◆ **Work task**
Produce a verbatim copy of the data below that contains no pictures.

(Dataset Opens)

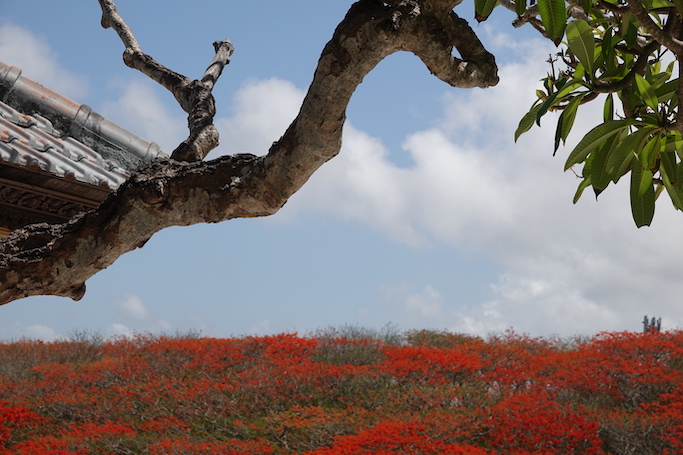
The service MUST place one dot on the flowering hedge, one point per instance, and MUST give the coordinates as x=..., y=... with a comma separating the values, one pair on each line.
x=430, y=393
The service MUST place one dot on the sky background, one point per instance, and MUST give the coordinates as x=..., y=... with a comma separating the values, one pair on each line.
x=430, y=217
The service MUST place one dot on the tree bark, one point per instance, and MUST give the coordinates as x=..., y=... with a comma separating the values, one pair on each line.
x=47, y=259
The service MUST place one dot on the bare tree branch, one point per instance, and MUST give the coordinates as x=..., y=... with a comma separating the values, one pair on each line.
x=194, y=97
x=58, y=259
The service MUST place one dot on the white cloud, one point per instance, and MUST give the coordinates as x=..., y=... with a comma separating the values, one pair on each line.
x=260, y=328
x=428, y=303
x=263, y=111
x=140, y=109
x=566, y=268
x=133, y=307
x=22, y=48
x=40, y=332
x=121, y=330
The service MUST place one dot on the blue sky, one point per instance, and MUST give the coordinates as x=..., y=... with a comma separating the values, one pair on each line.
x=431, y=216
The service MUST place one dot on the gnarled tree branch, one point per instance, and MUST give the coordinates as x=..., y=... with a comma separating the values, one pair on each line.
x=194, y=97
x=58, y=259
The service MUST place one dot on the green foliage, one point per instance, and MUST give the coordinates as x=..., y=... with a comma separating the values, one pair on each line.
x=609, y=55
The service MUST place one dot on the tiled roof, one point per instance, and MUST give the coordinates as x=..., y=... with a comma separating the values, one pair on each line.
x=41, y=129
x=32, y=141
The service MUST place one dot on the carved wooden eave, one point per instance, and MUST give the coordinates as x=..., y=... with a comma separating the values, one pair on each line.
x=58, y=158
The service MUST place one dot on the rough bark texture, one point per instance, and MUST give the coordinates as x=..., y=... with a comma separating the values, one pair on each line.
x=58, y=259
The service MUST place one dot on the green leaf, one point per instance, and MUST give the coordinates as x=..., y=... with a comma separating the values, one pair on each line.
x=554, y=18
x=647, y=92
x=585, y=183
x=631, y=31
x=595, y=138
x=520, y=7
x=557, y=97
x=608, y=111
x=668, y=166
x=600, y=172
x=483, y=8
x=642, y=196
x=527, y=122
x=665, y=92
x=621, y=157
x=566, y=121
x=582, y=43
x=650, y=152
x=679, y=6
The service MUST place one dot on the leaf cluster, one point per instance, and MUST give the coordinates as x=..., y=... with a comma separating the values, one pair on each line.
x=625, y=55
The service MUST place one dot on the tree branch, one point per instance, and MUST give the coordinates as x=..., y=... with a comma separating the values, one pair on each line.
x=58, y=259
x=194, y=97
x=674, y=44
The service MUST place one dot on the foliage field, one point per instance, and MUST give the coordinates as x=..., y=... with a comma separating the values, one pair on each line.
x=343, y=393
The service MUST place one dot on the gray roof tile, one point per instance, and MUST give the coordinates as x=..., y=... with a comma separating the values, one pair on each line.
x=43, y=130
x=27, y=141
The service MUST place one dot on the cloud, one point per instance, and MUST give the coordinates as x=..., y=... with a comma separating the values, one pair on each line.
x=565, y=268
x=40, y=332
x=263, y=109
x=17, y=331
x=22, y=48
x=133, y=307
x=140, y=108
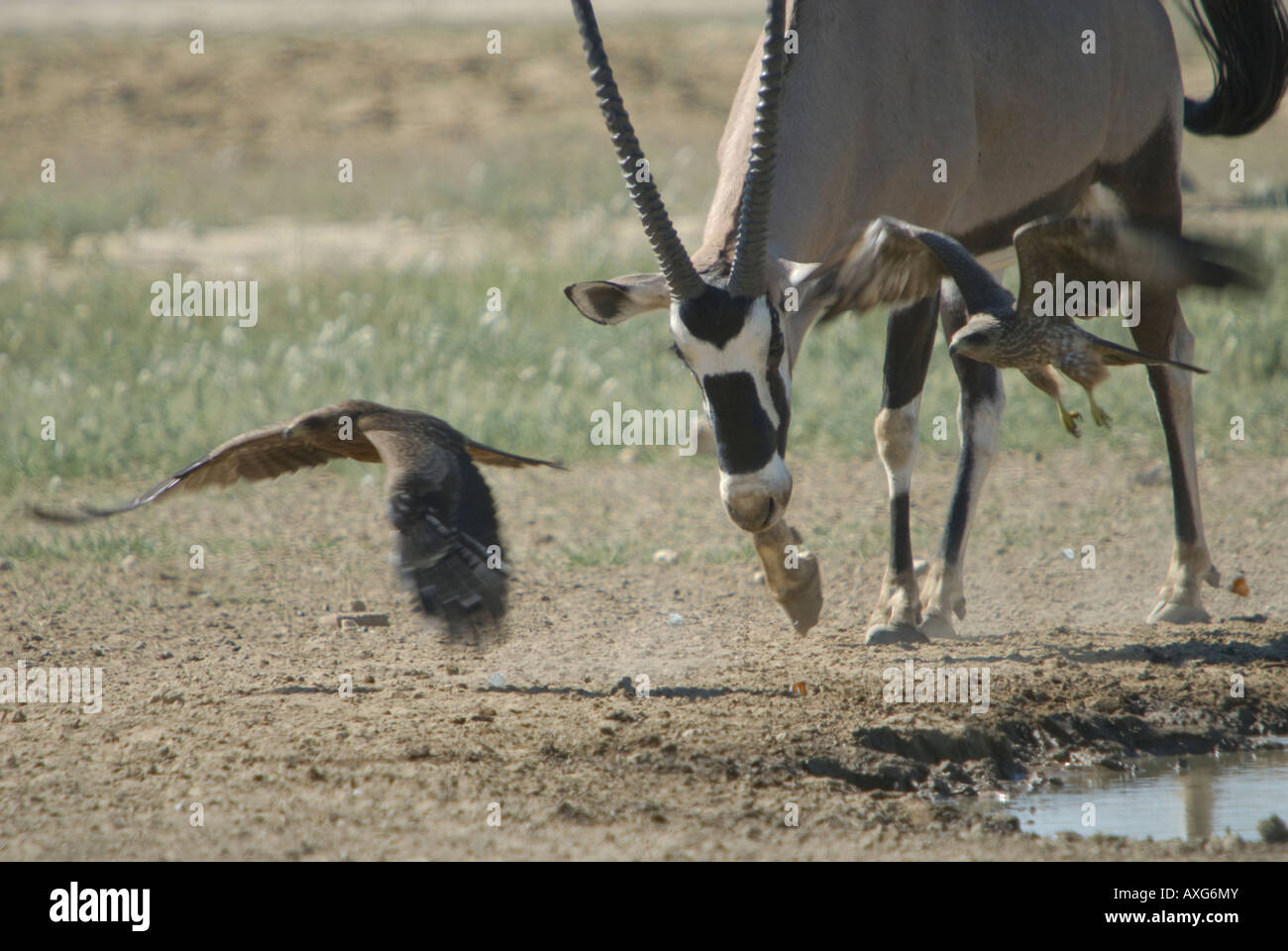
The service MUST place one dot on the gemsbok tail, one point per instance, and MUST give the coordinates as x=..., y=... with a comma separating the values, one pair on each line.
x=1247, y=42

(Dataset Closes)

◆ **Response area**
The service MUST place one dot on the flowering hedge, one point per instance, and MUST give the coordinates as x=..., y=... with a comma separating the values, one pair on each line.
x=430, y=393
The service MUST place one dot on the sky background, one point per instance, and MUST give the coordinates as x=..., y=... with a comma separating the values, one pair on each line.
x=430, y=217
The service MUST place one dot on the tree bark, one point per instance, and MUST give the coordinates as x=..., y=... with a comma separating the values, one pair on each line.
x=47, y=259
The service MUST place one dot on the bare tree branch, one point per instance, and MUST give the coordinates as x=..., y=... with a comma separating the values, one pair on each line.
x=194, y=97
x=58, y=259
The service MUST place one dot on the white cloud, one point per instance, and MUST give the coordinates as x=..., y=... with a comma separating the values, one pair on each line.
x=260, y=328
x=428, y=303
x=263, y=111
x=140, y=109
x=566, y=268
x=133, y=307
x=22, y=48
x=40, y=332
x=121, y=330
The service MUST place one dot on the blue sky, one point per instance, and MUST give the coordinates as x=..., y=... with a comma separating the values, one pair on each line.
x=431, y=216
The service MUST place one dot on the gnarled tree branch, one point per instance, and MUST give the coordinates as x=..., y=... with a comma separating the values, one pair on each line.
x=194, y=97
x=58, y=259
The service MUST place one dot on the green foliage, one point per instance, and MUST give the coordinates as x=..., y=... with a comma separating the values, one pair on each line.
x=609, y=55
The service MUST place one dot on the tiled roof, one point per instance, and MUST give the coordinates as x=..., y=... with a comma separating the values, one pair on each line.
x=41, y=129
x=32, y=141
The service MUST place one dot on the carved wooden eave, one point per instance, and MUST give the coordinates as x=..., y=... with a comma separating the values, one pair on each line.
x=58, y=158
The service MUST place one dot on the rough bark texture, one point per instance, and MUST give the coordinates as x=..., y=... with a comma separating the values, one pair on each line.
x=58, y=259
The service MUST place one dot on the green leaf, one point per instance, and MUST give the coordinates as x=..., y=... with a comma separating the values, one pair on each line.
x=554, y=18
x=647, y=92
x=585, y=183
x=631, y=31
x=595, y=138
x=520, y=7
x=557, y=97
x=608, y=111
x=668, y=166
x=600, y=172
x=483, y=8
x=642, y=196
x=527, y=122
x=665, y=92
x=621, y=157
x=566, y=121
x=582, y=43
x=650, y=152
x=679, y=6
The service MUST place one dot on the leaf cluster, one point per instance, and MUST give the coordinates as x=..., y=... with a comma separating the values, one pair on each line.
x=625, y=55
The service MUST place one dot on the tree branch, one point per instance, and MUST give the coordinates as x=..., y=... with a comma separating the values, one pair on each line.
x=58, y=259
x=194, y=97
x=674, y=44
The service MUST place one dot on the foliage field, one point per instance, and MUST give the coordinates as x=..., y=... with a comma separating the values, one pair on each line.
x=343, y=393
The service MUST place one dot on the gray roof tile, one point per instance, and MUST give the coordinates as x=..., y=... with a comma separating the values, one pair on each line.
x=43, y=130
x=27, y=141
The service MUST place one dot on the cloud, one point per instance, and MUST give the coordinates as x=..., y=... with a comma separating the values, one pair on each line.
x=565, y=268
x=40, y=332
x=263, y=109
x=17, y=331
x=22, y=48
x=133, y=307
x=140, y=108
The service MUST place one dot on the gemsbok tail, one point per instance, and MUST give the coordinates as x=..., y=... with a comma separating the values, one pair on each line.
x=1247, y=42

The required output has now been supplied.